# [Job]
Rescale the records from the line containing "Expected: one point per instance of the patchwork" through the line containing "x=653 y=277", and output only those lines. Reproduce each line, including the requests, but multiply every coordinate in the answers by 1.4 and round to a whole number, with halves rounding up; leave the requests and their format samples unchanged.

# [Provided data]

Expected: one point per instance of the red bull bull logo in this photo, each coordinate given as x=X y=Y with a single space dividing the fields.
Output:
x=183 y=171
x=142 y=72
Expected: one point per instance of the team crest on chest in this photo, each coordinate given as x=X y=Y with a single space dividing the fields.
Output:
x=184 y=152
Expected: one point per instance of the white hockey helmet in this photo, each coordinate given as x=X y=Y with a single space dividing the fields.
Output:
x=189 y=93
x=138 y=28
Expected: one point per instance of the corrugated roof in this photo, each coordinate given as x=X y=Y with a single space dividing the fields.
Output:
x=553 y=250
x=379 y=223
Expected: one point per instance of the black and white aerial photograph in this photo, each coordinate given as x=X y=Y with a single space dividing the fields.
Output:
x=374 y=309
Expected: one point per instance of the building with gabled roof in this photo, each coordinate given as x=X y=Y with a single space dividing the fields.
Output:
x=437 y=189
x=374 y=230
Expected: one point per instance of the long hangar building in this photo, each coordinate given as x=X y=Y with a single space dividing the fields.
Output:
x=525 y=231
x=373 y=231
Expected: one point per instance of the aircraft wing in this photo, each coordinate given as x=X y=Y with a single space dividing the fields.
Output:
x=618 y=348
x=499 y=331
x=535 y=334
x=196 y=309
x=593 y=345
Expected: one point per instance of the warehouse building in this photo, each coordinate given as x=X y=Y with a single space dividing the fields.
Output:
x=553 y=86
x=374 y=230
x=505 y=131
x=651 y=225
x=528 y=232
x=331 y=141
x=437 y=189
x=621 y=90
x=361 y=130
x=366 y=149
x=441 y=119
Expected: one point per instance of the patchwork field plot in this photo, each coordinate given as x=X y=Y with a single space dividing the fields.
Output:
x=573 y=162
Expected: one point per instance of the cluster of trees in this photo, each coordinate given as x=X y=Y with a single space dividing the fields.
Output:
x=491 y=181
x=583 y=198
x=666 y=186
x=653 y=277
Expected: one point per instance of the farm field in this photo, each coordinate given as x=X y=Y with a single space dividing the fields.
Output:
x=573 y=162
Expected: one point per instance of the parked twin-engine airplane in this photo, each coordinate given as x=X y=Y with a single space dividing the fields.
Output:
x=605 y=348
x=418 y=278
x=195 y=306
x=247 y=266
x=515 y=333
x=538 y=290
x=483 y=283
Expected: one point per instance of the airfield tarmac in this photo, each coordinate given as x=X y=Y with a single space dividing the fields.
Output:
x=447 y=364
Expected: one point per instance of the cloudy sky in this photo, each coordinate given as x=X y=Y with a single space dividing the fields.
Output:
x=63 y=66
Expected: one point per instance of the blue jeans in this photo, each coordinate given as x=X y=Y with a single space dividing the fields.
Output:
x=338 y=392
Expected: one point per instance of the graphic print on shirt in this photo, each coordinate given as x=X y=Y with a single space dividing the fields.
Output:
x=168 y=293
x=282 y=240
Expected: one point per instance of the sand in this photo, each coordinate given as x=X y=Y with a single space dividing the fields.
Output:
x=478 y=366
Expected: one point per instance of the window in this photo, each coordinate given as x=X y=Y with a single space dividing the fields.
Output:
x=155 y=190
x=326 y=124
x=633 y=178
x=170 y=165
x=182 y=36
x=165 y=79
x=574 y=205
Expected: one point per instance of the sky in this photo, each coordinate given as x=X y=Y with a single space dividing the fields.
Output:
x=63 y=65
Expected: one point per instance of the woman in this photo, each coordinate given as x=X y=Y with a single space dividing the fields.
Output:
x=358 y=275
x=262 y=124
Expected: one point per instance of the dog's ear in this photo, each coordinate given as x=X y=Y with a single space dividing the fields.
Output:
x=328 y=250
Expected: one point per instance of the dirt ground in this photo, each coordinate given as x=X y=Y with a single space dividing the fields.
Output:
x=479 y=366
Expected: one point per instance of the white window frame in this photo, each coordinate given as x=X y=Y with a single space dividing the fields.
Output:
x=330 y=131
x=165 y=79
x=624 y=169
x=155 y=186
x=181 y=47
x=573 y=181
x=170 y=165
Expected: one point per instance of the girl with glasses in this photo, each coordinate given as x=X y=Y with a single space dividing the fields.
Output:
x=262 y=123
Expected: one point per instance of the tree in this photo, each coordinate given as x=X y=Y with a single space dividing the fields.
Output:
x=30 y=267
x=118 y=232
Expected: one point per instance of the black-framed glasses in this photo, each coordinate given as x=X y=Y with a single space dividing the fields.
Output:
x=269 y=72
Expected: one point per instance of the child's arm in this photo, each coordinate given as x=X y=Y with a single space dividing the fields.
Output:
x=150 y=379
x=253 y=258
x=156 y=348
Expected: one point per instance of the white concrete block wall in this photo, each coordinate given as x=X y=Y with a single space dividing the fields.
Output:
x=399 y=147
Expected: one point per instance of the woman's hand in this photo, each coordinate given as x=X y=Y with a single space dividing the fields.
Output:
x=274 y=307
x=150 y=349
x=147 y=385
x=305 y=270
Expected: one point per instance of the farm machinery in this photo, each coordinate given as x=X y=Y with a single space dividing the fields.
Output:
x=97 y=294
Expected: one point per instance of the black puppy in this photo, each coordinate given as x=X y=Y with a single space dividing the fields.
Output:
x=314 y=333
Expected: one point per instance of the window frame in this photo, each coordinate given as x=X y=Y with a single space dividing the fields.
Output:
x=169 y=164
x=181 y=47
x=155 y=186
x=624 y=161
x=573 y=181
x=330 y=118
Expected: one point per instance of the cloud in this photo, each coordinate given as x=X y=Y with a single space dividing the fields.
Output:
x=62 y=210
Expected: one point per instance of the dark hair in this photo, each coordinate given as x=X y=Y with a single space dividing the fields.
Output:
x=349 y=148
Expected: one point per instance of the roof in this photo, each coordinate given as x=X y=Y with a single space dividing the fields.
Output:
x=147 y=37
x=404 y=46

# [Answer]
Expected: one point per instance of the patchwork field plot in this photo, each coordinate given as x=X y=Y with a single space dividing the fields.
Output:
x=802 y=227
Expected: one point per instance of the cluster of trees in this photo, each coordinate given as x=X y=Y with a single space dividing the fields.
Output:
x=687 y=253
x=816 y=277
x=932 y=260
x=914 y=388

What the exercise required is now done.